• SOURCE TEXT:
But Lord Penrose said the issue of compensation for victims was not part of his remit.

In February a two-year privately funded inquiry by Lord Archer of Sandwell, sitting in London, ended with calls for more compensation for victims of tainted blood products.

Dan Farthing, of the Haemophilia Society, said: "Obviously we think compensation is appropriate and urgently needed in a lot of cases.

"It is disappointing that this amount of work (in the Penrose inquiry] is going to be done and won't then lead to a recommendation on compensation. But we are fortunate to have the Archer report covering the whole of the UK which has made recommendations on compensation."

But Mr Farthing welcomed the suggestion that the inquiry would be able to identify those who may be at fault. "There's a strong feeling no-one has accepted responsibility," he said.

"Lord Penrose talked quite strongly about how he would be prepared to name names and I think that is what will be new about Penrose. Lord Archer was not, legally, in a position to talk about actions of individuals."

• TO DO:
[1] List every person the news excerpt names.
[2] Rewrite the news excerpt starting at the words "In February a" and ending after "lot of cases.", substituting "redress" for "compensation" throughout.
The entries that come next are separate material and are unrelated to the news excerpt.

(Dataset items)
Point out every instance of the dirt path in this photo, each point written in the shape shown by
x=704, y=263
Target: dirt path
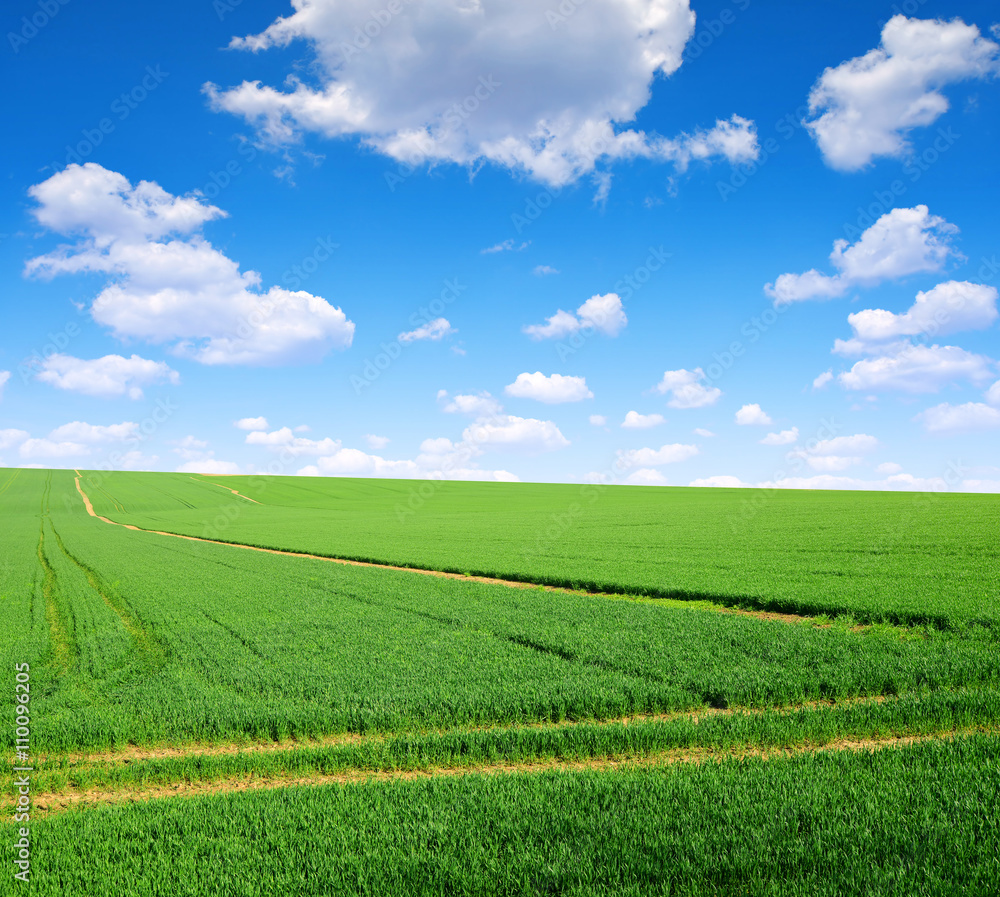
x=210, y=483
x=156, y=752
x=488, y=580
x=48, y=804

• RESPONSES PER TASK:
[1] Lord Penrose, Lord Archer of Sandwell, Dan Farthing

[2]
In February a two-year privately funded inquiry by Lord Archer of Sandwell, sitting in London, ended with calls for more redress for victims of tainted blood products.

Dan Farthing, of the Haemophilia Society, said: "Obviously we think redress is appropriate and urgently needed in a lot of cases.